Task directions.
Count the lines in the data below that contain the string "mirror" and reply with the number alone.

Data entries.
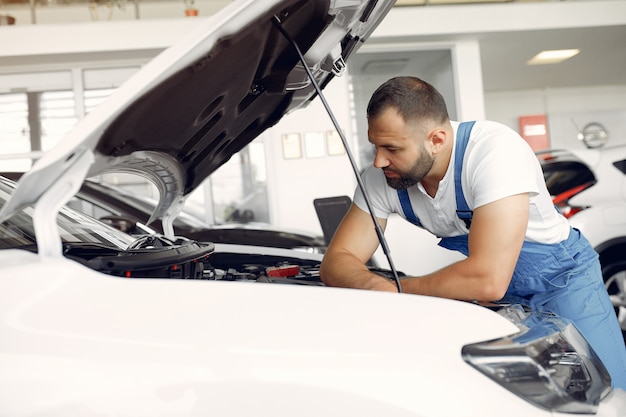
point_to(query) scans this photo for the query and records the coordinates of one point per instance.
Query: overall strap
(463, 211)
(462, 138)
(403, 194)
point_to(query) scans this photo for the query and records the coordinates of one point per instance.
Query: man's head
(407, 120)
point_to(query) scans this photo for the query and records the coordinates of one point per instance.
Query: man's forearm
(344, 270)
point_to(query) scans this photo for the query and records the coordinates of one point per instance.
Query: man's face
(400, 152)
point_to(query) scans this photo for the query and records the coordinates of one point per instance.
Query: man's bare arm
(495, 241)
(354, 243)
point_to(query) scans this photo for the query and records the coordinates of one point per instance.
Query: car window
(621, 165)
(562, 176)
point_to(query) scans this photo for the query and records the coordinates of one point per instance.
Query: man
(479, 187)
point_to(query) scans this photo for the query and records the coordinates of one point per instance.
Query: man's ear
(437, 138)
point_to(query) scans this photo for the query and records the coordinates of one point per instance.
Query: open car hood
(202, 100)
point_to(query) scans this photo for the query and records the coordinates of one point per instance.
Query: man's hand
(353, 244)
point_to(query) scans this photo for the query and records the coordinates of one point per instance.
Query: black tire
(615, 281)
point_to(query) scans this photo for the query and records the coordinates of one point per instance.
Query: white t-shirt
(498, 163)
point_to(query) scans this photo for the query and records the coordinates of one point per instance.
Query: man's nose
(380, 161)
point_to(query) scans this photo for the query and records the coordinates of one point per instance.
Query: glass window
(14, 132)
(58, 116)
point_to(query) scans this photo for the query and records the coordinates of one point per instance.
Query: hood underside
(206, 97)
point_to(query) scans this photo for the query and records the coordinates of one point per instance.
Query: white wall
(294, 183)
(568, 110)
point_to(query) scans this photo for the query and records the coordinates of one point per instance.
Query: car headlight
(549, 363)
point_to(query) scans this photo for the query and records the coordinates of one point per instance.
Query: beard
(415, 174)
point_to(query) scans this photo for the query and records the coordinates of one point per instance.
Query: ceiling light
(552, 57)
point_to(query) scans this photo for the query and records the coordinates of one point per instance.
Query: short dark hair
(412, 97)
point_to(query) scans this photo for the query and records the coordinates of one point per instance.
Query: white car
(589, 187)
(77, 342)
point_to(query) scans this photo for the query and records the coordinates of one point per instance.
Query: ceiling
(601, 61)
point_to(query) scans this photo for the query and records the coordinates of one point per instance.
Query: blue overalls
(564, 278)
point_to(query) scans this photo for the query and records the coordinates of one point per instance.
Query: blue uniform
(564, 278)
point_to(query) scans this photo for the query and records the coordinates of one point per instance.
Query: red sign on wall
(535, 130)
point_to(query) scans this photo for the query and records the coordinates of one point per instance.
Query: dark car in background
(589, 187)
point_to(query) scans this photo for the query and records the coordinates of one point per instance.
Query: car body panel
(198, 118)
(79, 341)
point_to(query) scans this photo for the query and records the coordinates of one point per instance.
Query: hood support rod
(379, 232)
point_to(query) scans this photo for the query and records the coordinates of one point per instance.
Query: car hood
(203, 99)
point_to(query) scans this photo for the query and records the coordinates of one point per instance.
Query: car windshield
(76, 228)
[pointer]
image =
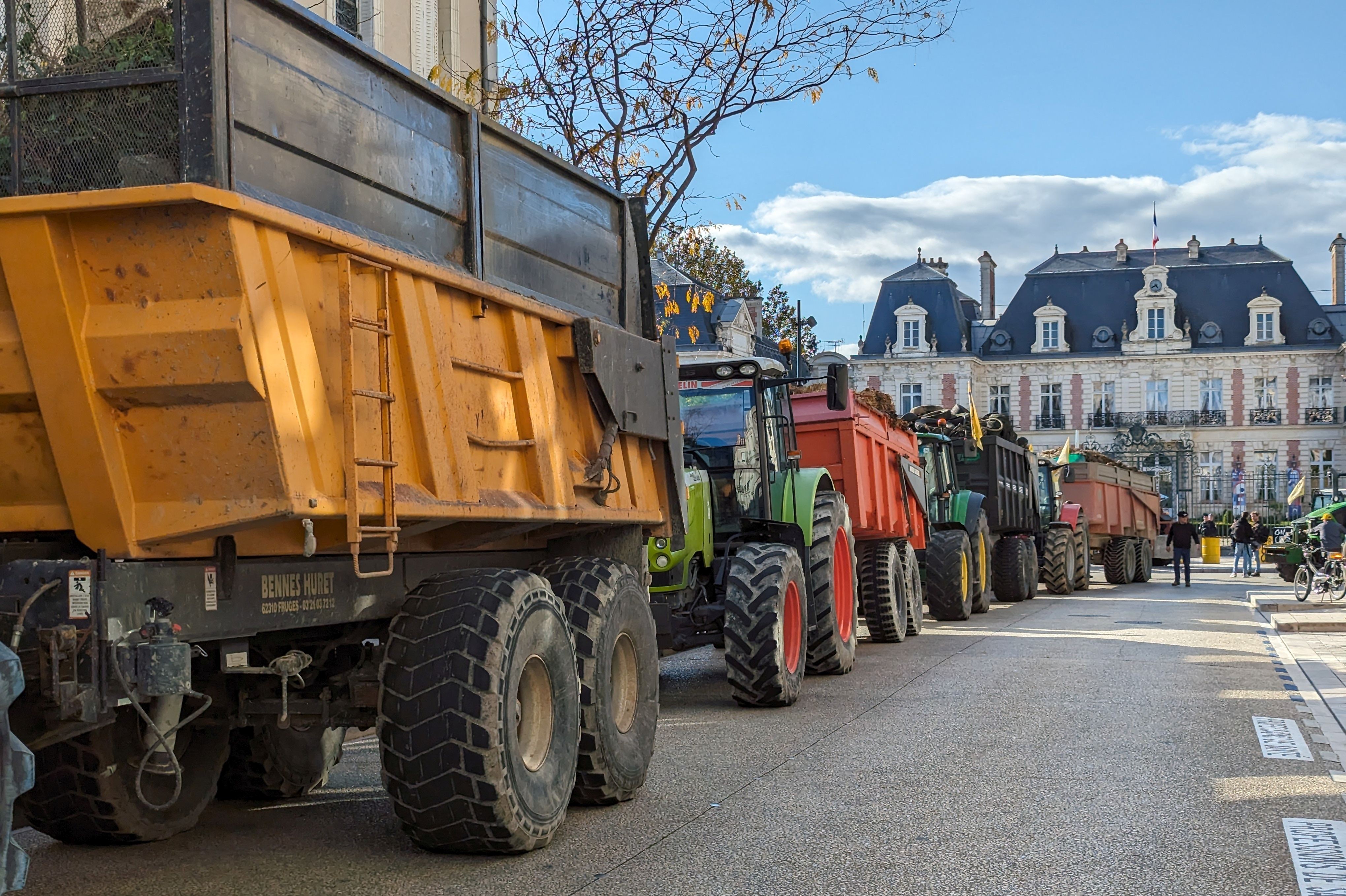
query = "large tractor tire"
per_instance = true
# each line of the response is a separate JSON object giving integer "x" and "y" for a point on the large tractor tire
{"x": 618, "y": 656}
{"x": 835, "y": 592}
{"x": 916, "y": 590}
{"x": 85, "y": 790}
{"x": 883, "y": 590}
{"x": 765, "y": 624}
{"x": 949, "y": 575}
{"x": 1119, "y": 561}
{"x": 1083, "y": 564}
{"x": 1058, "y": 560}
{"x": 1011, "y": 571}
{"x": 1145, "y": 560}
{"x": 267, "y": 762}
{"x": 980, "y": 536}
{"x": 478, "y": 712}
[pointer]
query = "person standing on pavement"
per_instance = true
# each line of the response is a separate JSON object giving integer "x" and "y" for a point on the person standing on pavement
{"x": 1243, "y": 536}
{"x": 1181, "y": 536}
{"x": 1262, "y": 535}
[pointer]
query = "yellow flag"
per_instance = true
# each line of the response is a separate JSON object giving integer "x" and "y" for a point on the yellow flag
{"x": 1298, "y": 492}
{"x": 977, "y": 420}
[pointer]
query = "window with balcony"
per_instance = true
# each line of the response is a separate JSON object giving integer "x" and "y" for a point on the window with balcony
{"x": 1049, "y": 407}
{"x": 999, "y": 400}
{"x": 1155, "y": 323}
{"x": 909, "y": 395}
{"x": 1212, "y": 464}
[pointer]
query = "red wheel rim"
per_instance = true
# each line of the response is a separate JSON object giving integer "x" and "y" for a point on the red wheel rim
{"x": 792, "y": 627}
{"x": 843, "y": 586}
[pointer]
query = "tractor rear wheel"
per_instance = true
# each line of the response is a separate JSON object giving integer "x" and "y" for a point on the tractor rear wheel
{"x": 883, "y": 590}
{"x": 478, "y": 712}
{"x": 765, "y": 625}
{"x": 949, "y": 575}
{"x": 618, "y": 656}
{"x": 835, "y": 594}
{"x": 1083, "y": 556}
{"x": 1119, "y": 564}
{"x": 1058, "y": 560}
{"x": 982, "y": 565}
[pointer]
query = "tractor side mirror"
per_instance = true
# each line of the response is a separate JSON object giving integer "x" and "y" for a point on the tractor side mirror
{"x": 839, "y": 384}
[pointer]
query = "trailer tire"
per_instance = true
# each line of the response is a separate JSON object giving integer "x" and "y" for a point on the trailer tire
{"x": 765, "y": 624}
{"x": 1145, "y": 560}
{"x": 1058, "y": 560}
{"x": 949, "y": 575}
{"x": 617, "y": 649}
{"x": 267, "y": 762}
{"x": 1083, "y": 561}
{"x": 883, "y": 590}
{"x": 982, "y": 564}
{"x": 478, "y": 712}
{"x": 834, "y": 578}
{"x": 1011, "y": 570}
{"x": 1119, "y": 564}
{"x": 85, "y": 789}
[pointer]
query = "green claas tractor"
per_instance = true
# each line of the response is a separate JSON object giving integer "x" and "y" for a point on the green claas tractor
{"x": 957, "y": 559}
{"x": 768, "y": 568}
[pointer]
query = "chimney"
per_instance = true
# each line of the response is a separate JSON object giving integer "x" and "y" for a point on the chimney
{"x": 754, "y": 304}
{"x": 1340, "y": 271}
{"x": 988, "y": 286}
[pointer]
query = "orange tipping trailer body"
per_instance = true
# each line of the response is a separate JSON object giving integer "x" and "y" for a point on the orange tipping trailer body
{"x": 863, "y": 454}
{"x": 1116, "y": 501}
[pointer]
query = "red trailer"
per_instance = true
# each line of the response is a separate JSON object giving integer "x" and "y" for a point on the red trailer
{"x": 1122, "y": 506}
{"x": 874, "y": 461}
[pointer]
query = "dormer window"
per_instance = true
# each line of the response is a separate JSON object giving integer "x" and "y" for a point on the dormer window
{"x": 1265, "y": 322}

Solution.
2